EXERCISE PROMPT: Check every line below for the string "instance". Copy the ones that have it.

** Opening MATERIAL TO PROCESS block **

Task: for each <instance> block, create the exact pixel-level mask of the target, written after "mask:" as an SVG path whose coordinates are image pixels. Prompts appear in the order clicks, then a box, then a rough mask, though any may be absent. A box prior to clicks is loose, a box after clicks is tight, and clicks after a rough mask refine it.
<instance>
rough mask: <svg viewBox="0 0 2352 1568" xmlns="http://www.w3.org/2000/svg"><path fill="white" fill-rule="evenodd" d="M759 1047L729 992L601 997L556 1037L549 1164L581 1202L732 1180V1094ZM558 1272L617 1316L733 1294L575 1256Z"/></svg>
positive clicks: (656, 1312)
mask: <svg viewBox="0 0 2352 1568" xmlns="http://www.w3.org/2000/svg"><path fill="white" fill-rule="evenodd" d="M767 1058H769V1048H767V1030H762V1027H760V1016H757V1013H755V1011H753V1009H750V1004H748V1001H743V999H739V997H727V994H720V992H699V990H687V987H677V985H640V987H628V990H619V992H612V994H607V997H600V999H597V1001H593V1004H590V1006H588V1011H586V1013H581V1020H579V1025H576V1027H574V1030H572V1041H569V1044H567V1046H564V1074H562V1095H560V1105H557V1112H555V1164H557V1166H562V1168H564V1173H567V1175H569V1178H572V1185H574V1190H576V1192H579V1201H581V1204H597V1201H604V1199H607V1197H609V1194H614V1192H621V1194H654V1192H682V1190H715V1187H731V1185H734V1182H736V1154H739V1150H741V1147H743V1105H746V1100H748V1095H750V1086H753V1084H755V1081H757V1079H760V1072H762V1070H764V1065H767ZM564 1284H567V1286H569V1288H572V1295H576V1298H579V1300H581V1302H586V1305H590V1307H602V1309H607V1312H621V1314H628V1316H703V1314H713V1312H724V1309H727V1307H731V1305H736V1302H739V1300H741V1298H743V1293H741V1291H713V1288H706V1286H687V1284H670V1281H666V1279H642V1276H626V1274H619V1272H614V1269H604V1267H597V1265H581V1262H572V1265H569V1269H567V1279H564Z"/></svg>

** Closing MATERIAL TO PROCESS block **

EXPECTED ANSWER:
Task: for each <instance> block, create the exact pixel-level mask of the target, written after "mask:" as an SVG path whose coordinates are image pixels. Prompts appear in the order clicks, then a box, then a rough mask, though any may be absent. A box prior to clicks is loose, a box after clicks is tight, and clicks after a rough mask refine it.
<instance>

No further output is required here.